### Your goal
Set down only what runs from the line containing "# report the position of each instance of the branch node" through the last line of the data, exactly as it reads.

··········

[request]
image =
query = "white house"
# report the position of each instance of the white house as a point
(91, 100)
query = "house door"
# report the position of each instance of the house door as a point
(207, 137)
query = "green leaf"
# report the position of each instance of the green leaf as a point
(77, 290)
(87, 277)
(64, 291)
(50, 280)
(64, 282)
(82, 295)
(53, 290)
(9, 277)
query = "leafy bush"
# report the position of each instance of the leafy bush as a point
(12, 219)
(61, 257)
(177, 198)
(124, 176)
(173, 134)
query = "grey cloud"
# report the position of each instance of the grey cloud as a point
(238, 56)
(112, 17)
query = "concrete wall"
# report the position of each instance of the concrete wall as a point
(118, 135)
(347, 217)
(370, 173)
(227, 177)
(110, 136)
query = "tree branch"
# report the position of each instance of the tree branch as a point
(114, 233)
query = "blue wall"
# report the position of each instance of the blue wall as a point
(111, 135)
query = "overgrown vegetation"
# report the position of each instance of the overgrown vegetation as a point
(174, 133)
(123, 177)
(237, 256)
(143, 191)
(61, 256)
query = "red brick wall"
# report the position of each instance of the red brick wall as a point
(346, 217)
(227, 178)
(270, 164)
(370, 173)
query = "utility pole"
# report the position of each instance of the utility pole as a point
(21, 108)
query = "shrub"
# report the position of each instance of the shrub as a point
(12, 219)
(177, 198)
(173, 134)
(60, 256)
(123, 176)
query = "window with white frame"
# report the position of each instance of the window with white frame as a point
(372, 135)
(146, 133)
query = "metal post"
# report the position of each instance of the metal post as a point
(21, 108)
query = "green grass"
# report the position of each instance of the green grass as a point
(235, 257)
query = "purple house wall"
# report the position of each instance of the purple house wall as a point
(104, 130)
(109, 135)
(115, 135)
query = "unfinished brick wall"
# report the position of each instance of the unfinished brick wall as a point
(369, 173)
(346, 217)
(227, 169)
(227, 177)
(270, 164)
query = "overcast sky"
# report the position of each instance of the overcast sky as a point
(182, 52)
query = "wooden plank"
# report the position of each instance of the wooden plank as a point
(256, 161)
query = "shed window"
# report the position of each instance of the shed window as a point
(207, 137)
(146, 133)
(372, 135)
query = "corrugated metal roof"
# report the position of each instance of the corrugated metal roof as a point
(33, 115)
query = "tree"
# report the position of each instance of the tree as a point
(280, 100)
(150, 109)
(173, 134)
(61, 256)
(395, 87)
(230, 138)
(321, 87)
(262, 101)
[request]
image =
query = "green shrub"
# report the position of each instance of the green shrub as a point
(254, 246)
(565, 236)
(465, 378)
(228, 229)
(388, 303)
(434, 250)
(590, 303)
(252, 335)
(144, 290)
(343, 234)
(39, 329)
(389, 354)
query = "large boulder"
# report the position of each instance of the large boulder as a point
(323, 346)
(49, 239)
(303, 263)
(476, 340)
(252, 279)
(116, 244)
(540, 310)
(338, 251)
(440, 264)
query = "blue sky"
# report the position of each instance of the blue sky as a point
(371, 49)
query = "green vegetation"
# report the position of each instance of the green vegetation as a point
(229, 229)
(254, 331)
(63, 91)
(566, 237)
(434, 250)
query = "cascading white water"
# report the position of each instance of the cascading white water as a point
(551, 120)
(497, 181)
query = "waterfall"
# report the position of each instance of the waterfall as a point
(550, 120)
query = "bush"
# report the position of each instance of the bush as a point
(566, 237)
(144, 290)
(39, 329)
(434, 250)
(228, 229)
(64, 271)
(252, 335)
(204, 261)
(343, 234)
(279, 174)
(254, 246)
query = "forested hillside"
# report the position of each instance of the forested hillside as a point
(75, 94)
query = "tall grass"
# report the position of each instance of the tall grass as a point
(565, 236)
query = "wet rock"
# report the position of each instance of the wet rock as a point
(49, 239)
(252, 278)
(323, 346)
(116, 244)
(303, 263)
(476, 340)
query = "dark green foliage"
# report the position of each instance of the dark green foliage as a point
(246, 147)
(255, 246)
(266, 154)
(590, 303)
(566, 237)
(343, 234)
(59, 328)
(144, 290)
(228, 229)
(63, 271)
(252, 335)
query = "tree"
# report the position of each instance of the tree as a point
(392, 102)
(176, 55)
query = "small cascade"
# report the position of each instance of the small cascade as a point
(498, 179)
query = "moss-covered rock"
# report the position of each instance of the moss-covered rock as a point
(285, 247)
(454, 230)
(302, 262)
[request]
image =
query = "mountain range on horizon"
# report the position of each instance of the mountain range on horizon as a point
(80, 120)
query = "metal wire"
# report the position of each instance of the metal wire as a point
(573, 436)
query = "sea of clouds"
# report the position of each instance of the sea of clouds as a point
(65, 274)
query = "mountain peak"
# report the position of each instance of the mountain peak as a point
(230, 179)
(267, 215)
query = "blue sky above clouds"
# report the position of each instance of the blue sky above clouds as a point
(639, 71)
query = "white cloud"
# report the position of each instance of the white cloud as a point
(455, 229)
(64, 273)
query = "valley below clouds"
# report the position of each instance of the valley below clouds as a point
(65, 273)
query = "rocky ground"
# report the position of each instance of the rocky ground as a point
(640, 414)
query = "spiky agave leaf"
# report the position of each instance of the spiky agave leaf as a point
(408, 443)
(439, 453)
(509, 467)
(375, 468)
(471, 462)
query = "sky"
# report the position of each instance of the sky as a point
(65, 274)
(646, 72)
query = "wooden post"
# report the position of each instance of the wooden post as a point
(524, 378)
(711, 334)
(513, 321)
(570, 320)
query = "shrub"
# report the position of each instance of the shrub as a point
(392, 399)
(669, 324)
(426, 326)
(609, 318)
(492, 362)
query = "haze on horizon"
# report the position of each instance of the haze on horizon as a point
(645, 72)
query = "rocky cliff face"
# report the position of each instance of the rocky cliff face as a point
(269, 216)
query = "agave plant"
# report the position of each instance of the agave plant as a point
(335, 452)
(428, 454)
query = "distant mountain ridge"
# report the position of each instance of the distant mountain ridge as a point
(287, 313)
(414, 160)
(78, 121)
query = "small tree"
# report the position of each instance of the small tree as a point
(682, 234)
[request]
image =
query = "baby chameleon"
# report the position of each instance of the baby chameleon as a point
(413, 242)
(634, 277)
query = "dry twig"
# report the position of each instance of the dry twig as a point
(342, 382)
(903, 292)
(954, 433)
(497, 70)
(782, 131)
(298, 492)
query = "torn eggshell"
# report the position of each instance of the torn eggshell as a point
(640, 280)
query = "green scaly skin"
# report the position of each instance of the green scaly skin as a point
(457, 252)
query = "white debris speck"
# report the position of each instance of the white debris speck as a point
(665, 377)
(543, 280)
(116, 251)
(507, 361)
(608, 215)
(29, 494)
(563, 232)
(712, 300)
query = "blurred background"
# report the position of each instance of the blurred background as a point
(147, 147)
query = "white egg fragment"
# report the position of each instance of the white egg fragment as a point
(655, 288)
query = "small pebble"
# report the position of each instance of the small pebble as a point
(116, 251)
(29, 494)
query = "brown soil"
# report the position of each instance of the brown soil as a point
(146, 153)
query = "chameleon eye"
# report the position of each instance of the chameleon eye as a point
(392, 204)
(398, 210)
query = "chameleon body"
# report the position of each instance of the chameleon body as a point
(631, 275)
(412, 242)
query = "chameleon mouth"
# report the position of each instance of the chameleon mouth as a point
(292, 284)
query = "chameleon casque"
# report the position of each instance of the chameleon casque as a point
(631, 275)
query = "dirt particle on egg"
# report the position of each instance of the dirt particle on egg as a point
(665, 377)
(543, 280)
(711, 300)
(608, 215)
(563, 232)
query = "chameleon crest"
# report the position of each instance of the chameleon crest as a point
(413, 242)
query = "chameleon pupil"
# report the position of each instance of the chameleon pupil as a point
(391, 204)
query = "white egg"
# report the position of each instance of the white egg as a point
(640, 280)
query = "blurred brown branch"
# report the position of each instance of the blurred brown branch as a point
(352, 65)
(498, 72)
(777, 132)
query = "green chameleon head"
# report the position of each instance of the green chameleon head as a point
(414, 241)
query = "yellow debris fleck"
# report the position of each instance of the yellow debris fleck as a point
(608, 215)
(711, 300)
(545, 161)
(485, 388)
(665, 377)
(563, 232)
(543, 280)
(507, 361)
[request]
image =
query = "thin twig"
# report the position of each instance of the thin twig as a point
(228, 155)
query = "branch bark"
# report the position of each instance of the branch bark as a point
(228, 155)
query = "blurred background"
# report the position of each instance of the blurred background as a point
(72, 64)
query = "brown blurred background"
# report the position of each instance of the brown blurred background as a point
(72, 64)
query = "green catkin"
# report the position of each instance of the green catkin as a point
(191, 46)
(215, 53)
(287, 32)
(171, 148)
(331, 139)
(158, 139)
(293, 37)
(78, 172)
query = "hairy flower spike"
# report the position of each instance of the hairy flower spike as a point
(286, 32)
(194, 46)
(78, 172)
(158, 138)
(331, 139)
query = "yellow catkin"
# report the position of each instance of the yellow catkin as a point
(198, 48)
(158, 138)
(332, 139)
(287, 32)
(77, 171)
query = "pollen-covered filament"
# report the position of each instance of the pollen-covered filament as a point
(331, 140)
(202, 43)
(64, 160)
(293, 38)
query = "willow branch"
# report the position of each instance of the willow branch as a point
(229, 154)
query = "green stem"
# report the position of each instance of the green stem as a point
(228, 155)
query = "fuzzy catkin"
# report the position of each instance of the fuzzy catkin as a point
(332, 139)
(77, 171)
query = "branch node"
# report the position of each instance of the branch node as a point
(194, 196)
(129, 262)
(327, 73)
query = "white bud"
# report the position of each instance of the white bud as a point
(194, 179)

··········

### Expected answer
# report the position of each instance of the branch node as a point
(194, 196)
(129, 262)
(327, 73)
query = "white bud"
# report the position of each instance of the white bud as a point
(194, 179)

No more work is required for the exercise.